Excerpt
Ben Kamphaus20:02:35

@currentoor: if you revisit this again and can share the query or an obfuscated form of it, there are common issues like clause ordering, typos in variable bindings, inclusion of clauses that don’t relate and lead to cartesian product intermediate sets of tuples, etc. that result in inefficient queries (and sometimes those inefficiencies may only become glaringly obvious at scale).

Ben Kamphaus20:02:46

also note that index or log segments go into the object cache and won’t by default consume the entire heap, you can change the objectCacheMax system property (defaults to half of heap), more on that here: http://docs.datomic.com/caching.html#object-cache

ljosa23:02:01

Does Datomic do okay with the transactor and storage on the other side of the country (~100 ms)? Our west coast people are trying to get started with Datomic and are reporting slowness. From a newly started peer JVM, a query that takes 5 s within the same AWS region as the servers takes 99 s from laptops in our Portland, Oregon, office (~100 ms ping times). And d/connect takes 80 s. It's much better for subsequent queries, as the peer starts to cache most of what it needs. But is this expected behavior, and is it network latency that is the determining factor? Or is something wrong? Should I be looking for Couchbase connection problems?

Ben Kamphaus23:02:59

@ljosa: it sounds like network latency is certainly a contributing factor and that’s not a configuration I would typically recommend. Is there also a cross-regional consistency setting (i.e. replication or something) that’s a confounding factor as well?

Set exercise 1
In the Datomic chat, why does ljosa say later queries from a newly started peer JVM run much better than the first one?
The records that come next have nothing to do with the Datomic chat.

Provided data
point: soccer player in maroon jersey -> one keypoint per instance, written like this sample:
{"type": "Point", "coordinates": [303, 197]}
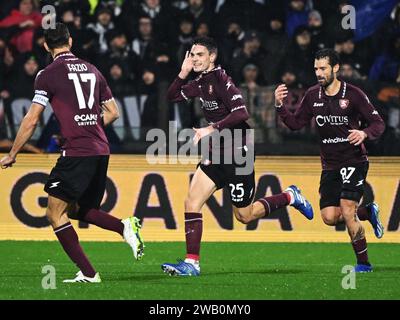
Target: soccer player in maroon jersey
{"type": "Point", "coordinates": [224, 108]}
{"type": "Point", "coordinates": [83, 104]}
{"type": "Point", "coordinates": [337, 108]}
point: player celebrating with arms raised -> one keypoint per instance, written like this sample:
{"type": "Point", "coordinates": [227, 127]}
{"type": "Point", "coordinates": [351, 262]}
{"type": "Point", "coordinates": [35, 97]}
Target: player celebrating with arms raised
{"type": "Point", "coordinates": [338, 108]}
{"type": "Point", "coordinates": [83, 104]}
{"type": "Point", "coordinates": [224, 108]}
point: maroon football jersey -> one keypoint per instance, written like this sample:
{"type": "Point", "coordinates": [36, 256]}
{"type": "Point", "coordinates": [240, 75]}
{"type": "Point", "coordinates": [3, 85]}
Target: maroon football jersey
{"type": "Point", "coordinates": [334, 117]}
{"type": "Point", "coordinates": [75, 89]}
{"type": "Point", "coordinates": [218, 95]}
{"type": "Point", "coordinates": [222, 103]}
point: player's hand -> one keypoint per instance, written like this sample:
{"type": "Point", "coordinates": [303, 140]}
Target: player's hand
{"type": "Point", "coordinates": [7, 161]}
{"type": "Point", "coordinates": [356, 137]}
{"type": "Point", "coordinates": [280, 94]}
{"type": "Point", "coordinates": [201, 132]}
{"type": "Point", "coordinates": [187, 66]}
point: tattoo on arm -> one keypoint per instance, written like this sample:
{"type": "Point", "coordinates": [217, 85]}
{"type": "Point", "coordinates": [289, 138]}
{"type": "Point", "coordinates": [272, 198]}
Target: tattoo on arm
{"type": "Point", "coordinates": [360, 234]}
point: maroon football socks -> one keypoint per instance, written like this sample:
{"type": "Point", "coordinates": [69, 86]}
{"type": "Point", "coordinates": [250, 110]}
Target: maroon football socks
{"type": "Point", "coordinates": [193, 232]}
{"type": "Point", "coordinates": [104, 220]}
{"type": "Point", "coordinates": [69, 240]}
{"type": "Point", "coordinates": [360, 249]}
{"type": "Point", "coordinates": [363, 214]}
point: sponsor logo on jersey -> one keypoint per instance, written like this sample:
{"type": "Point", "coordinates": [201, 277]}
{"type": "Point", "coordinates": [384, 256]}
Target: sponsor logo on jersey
{"type": "Point", "coordinates": [77, 67]}
{"type": "Point", "coordinates": [40, 99]}
{"type": "Point", "coordinates": [86, 119]}
{"type": "Point", "coordinates": [237, 96]}
{"type": "Point", "coordinates": [334, 140]}
{"type": "Point", "coordinates": [209, 105]}
{"type": "Point", "coordinates": [344, 103]}
{"type": "Point", "coordinates": [41, 92]}
{"type": "Point", "coordinates": [332, 120]}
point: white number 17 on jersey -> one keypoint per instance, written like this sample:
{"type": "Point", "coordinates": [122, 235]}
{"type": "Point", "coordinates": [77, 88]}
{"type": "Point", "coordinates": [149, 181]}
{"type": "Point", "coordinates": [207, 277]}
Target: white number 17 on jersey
{"type": "Point", "coordinates": [84, 77]}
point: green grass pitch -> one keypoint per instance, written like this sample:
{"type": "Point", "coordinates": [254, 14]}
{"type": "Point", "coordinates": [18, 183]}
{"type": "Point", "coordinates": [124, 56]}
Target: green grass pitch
{"type": "Point", "coordinates": [240, 271]}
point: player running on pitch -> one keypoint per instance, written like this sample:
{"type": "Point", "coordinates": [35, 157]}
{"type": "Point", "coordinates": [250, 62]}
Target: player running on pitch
{"type": "Point", "coordinates": [223, 108]}
{"type": "Point", "coordinates": [83, 105]}
{"type": "Point", "coordinates": [338, 108]}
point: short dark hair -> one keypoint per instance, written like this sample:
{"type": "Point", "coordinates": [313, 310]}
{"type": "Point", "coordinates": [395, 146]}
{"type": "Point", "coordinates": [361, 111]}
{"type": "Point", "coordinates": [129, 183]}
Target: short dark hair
{"type": "Point", "coordinates": [57, 37]}
{"type": "Point", "coordinates": [207, 42]}
{"type": "Point", "coordinates": [331, 54]}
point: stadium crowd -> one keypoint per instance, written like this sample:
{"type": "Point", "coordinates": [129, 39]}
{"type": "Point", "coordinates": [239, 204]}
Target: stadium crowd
{"type": "Point", "coordinates": [139, 46]}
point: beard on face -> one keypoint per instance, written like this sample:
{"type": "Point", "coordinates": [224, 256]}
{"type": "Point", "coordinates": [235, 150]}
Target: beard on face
{"type": "Point", "coordinates": [328, 80]}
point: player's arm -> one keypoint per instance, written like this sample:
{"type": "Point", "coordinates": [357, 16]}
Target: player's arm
{"type": "Point", "coordinates": [110, 112]}
{"type": "Point", "coordinates": [376, 125]}
{"type": "Point", "coordinates": [294, 121]}
{"type": "Point", "coordinates": [109, 107]}
{"type": "Point", "coordinates": [179, 90]}
{"type": "Point", "coordinates": [25, 132]}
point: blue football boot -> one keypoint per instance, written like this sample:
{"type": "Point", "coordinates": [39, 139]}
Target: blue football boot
{"type": "Point", "coordinates": [374, 219]}
{"type": "Point", "coordinates": [361, 268]}
{"type": "Point", "coordinates": [301, 203]}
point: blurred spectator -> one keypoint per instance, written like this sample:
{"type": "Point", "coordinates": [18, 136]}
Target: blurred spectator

Set exercise 2
How many lines of the records contain the word "white"? Reply with the number alone.

Written answer 1
Later queries run much better because the peer starts to cache most of what it needs.

Written answer 2
2